## Page:
(begin)

I have not had a chance to review the new metrics code and its
features carefully (apart from your write-up), but here are my general
thoughts:

Implementing a metrics package correctly is difficult; more so for
people like me, because I'm not a statistician.  However, if this new
package: {(i) functions correctly (and we need to define and prove
correctness), (ii) is easy to use, (iii) serves all our current and
anticipated monitoring needs, (iv) is not overly complex that it
becomes a burden to maintain and we are better of with an available
library;} then I think it makes sense to embed it and use it within
the Kafka code. The main wins are: (i) predictability (no changing
APIs and intimate knowledge of the code) and (ii) control with respect
to both functionality (e.g., there are hard-coded decay constants in
metrics-core 2.x) and correctness (i.e., if we find a bug in the
metrics package we have to submit a pull request and wait for it to
become mainstream).  I'm not sure it would help very much to pull it
into a separate repo because that could potentially annul these
benefits.

Joel

On Wed, Feb 12, 2014 at 02:50:43PM -0800, Jay Kreps wrote:
> Sriram,
> 
> Makes sense. I am cool moving this stuff into its own repo if people think
> that is better. I'm not sure it would get much contribution but when I
> started messing with this I did have a lot of grand ideas of making adding
> metrics to a sensor dynamic so you could add more stuff in real-time(via
> jmx, say) and/or externalize all your metrics and config to a separate file
> like log4j with only the points of instrumentation hard-coded.
> 
> -Jay
> 
> 
> On Wed, Feb 12, 2014 at 2:07 PM, Sriram Subramanian <
> srsubraman...@linkedin.com> wrote:
> 
> > I am actually neutral to this change. I found the replies were more
> > towards the implementation and features so far. I would like the community
> > to think about the questions below before making a decision. My opinion on
> > this is that it has potential to be its own project and it would attract
> > developers who are specifically interested in contributing to metrics. I
> > am skeptical that the Kafka contributors would focus on improving this
> > library (apart from bug fixes) instead of developing/contributing to other
> > core pieces. It would be useful to continue and keep it decoupled from
> > rest of Kafka (if it resides in the Kafka code base.) so that we can move
> > it out anytime to its own project.
> >
> >
> > On 2/12/14 1:21 PM, "Jay Kreps" <jay.kr...@gmail.com> wrote:
> >
> > >Hey Sriram,
> > >
> > >Not sure if these are actually meant as questions or more veiled comments.
> > >In an case I tried to give my 2 cents inline.
> > >
> > >On Tue, Feb 11, 2014 at 11:12 PM, Sriram Subramanian <
> > >srsubraman...@linkedin.com> wrote:
> > >
> > >> I think answering the questions below would help to make a better
> > >> decision. I am all for writing better code and having superior
> > >> functionalities but it is worth thinking about stuff outside just code
> > >>in
> > >> this case -
> > >>
> > >> 1. Does metric form a core piece of kafka? Does it help kafka greatly in
> > >> providing better core functionalities? I would always like a project to
> > >>do
> > >> one thing really well. Metrics is a non trivial amount of code.

(end)

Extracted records
(begin)

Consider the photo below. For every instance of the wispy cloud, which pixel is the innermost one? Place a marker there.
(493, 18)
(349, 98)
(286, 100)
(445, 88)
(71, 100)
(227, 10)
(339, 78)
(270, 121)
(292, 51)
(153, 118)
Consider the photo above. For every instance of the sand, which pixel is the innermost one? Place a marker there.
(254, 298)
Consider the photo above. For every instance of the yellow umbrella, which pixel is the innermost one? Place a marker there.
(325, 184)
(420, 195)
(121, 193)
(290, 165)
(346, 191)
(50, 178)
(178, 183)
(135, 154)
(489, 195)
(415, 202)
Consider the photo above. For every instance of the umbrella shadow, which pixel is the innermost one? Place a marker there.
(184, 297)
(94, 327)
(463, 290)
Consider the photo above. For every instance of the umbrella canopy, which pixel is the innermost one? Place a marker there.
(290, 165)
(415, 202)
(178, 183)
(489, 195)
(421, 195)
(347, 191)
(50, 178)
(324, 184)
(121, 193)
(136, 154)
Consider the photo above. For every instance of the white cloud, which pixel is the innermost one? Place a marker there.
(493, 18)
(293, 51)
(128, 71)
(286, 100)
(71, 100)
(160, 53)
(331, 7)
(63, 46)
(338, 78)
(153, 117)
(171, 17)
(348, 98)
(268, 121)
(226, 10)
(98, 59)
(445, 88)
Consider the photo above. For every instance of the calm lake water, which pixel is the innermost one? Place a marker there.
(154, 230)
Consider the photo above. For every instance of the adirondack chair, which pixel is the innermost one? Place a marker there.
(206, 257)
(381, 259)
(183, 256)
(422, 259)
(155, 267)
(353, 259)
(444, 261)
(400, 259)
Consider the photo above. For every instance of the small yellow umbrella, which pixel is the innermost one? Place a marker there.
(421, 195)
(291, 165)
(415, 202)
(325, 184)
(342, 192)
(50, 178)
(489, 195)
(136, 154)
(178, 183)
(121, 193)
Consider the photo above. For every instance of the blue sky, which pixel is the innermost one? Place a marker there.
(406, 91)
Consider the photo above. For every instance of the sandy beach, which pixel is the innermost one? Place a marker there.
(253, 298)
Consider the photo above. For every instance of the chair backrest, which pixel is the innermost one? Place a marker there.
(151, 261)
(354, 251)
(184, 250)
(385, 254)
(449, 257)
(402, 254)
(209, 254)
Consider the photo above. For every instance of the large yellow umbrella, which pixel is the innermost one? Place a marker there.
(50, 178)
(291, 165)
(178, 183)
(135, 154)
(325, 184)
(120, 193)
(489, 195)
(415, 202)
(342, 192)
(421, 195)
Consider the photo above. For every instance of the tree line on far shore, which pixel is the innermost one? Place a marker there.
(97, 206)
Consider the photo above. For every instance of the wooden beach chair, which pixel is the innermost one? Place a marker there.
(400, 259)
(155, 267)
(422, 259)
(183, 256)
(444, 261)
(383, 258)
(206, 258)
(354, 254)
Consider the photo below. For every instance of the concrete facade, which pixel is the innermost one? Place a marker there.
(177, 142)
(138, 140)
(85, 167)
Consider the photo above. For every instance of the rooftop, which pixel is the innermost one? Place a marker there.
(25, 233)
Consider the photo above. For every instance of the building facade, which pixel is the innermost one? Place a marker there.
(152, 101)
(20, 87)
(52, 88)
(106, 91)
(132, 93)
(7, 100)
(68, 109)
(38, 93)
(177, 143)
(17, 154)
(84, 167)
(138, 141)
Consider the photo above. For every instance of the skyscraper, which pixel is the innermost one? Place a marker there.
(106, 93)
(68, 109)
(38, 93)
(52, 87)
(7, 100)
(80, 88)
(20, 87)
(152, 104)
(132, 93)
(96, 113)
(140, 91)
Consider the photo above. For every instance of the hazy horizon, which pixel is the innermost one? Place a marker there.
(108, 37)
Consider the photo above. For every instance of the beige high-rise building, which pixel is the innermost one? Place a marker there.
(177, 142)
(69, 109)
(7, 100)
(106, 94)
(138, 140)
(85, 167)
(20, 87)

(end)

## Direction A:
Write out the part of the email thread between "On Wed, Feb 12, 2014 at 02:50:43PM" and "of instrumentation hard-coded.", inclusive.
## Direction B:
Extract, word for word, the lines of the records from the line containing "the rooftop, which" through the final line of the records, inclusive.
The email thread has no connection to the records.

## Complete output A:
On Wed, Feb 12, 2014 at 02:50:43PM -0800, Jay Kreps wrote:
> Sriram,
> 
> Makes sense. I am cool moving this stuff into its own repo if people think
> that is better. I'm not sure it would get much contribution but when I
> started messing with this I did have a lot of grand ideas of making adding
> metrics to a sensor dynamic so you could add more stuff in real-time(via
> jmx, say) and/or externalize all your metrics and config to a separate file
> like log4j with only the points of instrumentation hard-coded.

## Complete output B:
Consider the photo above. For every instance of the rooftop, which pixel is the innermost one? Place a marker there.
(25, 233)
Consider the photo above. For every instance of the building facade, which pixel is the innermost one? Place a marker there.
(152, 101)
(20, 87)
(52, 88)
(106, 91)
(132, 93)
(7, 100)
(68, 109)
(38, 93)
(177, 143)
(17, 154)
(84, 167)
(138, 141)
Consider the photo above. For every instance of the skyscraper, which pixel is the innermost one? Place a marker there.
(106, 93)
(68, 109)
(38, 93)
(52, 87)
(7, 100)
(80, 88)
(20, 87)
(152, 104)
(132, 93)
(96, 113)
(140, 91)
Consider the photo above. For every instance of the hazy horizon, which pixel is the innermost one? Place a marker there.
(108, 37)
Consider the photo above. For every instance of the beige high-rise building, which pixel is the innermost one? Place a marker there.
(177, 142)
(69, 109)
(7, 100)
(106, 94)
(138, 140)
(85, 167)
(20, 87)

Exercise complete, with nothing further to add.